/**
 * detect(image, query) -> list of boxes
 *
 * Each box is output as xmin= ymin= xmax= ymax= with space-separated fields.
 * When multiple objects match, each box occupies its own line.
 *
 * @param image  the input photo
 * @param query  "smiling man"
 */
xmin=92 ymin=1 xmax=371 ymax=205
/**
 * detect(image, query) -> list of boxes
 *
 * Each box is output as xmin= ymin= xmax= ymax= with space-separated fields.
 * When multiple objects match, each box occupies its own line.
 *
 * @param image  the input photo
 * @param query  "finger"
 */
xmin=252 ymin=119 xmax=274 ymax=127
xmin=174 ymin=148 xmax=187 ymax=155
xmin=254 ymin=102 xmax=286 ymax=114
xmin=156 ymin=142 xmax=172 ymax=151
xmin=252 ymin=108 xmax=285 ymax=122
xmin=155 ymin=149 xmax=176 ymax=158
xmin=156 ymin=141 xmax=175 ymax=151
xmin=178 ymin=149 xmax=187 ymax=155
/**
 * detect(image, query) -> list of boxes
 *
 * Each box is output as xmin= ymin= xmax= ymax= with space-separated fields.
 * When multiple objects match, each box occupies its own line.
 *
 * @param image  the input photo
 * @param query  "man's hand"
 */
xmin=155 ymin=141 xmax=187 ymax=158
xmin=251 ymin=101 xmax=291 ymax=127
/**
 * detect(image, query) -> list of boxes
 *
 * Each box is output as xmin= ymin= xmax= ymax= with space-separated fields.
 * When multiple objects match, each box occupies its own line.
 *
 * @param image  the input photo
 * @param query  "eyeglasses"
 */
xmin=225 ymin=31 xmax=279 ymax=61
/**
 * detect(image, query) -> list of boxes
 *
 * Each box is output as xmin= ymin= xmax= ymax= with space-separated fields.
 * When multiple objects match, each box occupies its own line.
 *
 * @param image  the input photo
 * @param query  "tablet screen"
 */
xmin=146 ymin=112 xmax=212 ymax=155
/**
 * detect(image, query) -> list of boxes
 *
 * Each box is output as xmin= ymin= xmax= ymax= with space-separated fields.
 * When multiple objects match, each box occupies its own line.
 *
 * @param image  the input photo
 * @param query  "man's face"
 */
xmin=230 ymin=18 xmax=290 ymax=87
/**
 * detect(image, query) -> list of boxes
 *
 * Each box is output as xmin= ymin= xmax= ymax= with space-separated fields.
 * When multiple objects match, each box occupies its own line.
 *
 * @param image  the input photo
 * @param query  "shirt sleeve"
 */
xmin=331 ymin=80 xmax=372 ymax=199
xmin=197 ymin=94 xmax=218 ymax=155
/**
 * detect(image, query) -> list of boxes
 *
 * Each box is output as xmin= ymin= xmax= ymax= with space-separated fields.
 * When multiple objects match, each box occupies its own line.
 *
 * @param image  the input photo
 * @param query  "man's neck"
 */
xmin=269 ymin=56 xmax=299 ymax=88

...

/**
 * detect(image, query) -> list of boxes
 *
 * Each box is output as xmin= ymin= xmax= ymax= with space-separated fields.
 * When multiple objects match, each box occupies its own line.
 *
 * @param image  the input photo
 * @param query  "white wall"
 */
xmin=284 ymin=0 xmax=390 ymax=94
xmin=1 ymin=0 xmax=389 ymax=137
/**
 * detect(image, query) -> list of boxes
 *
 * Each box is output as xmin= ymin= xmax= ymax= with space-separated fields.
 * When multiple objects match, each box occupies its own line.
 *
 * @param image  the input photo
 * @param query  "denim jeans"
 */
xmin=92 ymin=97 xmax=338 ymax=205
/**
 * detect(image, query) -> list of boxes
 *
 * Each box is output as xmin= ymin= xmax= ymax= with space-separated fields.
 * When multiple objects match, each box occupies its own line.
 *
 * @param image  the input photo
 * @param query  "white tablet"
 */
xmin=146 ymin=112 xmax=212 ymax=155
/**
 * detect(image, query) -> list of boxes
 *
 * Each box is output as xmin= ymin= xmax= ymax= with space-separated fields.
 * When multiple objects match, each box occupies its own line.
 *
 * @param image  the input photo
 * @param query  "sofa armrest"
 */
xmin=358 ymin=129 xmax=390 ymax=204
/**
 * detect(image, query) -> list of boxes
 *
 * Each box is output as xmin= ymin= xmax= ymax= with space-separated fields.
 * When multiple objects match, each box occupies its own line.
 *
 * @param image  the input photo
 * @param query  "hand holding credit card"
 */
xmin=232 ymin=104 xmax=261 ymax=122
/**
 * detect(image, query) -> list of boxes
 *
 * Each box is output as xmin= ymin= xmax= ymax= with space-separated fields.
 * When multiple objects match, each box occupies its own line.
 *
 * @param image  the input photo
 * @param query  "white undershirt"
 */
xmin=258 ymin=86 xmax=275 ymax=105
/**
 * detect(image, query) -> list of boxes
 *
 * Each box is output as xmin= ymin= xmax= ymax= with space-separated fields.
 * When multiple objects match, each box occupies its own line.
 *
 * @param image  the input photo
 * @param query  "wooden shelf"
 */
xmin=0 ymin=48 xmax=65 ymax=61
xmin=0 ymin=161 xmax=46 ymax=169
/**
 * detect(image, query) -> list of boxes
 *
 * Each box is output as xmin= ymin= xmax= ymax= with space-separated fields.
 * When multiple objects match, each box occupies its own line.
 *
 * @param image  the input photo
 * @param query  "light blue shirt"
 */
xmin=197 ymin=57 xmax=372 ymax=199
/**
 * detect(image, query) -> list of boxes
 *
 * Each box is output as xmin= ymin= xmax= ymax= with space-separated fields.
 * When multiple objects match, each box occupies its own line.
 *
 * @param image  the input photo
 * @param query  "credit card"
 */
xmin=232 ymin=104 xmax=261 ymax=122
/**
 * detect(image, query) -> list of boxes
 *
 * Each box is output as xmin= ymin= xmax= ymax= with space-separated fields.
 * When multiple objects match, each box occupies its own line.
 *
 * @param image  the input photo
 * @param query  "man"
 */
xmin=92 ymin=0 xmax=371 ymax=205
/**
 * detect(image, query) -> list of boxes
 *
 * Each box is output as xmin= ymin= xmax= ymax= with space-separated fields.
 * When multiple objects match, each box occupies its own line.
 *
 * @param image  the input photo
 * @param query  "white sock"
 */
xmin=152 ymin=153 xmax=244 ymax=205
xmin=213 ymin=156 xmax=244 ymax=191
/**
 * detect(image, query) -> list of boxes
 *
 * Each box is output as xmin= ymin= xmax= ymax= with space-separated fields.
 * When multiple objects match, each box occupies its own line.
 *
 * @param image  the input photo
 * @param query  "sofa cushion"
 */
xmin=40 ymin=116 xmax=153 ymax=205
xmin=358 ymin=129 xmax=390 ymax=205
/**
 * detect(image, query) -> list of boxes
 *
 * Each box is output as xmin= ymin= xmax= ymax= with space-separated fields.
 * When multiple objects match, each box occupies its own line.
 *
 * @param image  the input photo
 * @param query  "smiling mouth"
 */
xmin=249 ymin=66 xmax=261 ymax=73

**ACTIVITY:** In the records above, some lines hold the word "tablet"; copy each such line.

**EXPECTED OUTPUT:**
 * @param query  "tablet screen"
 * @param query  "white tablet"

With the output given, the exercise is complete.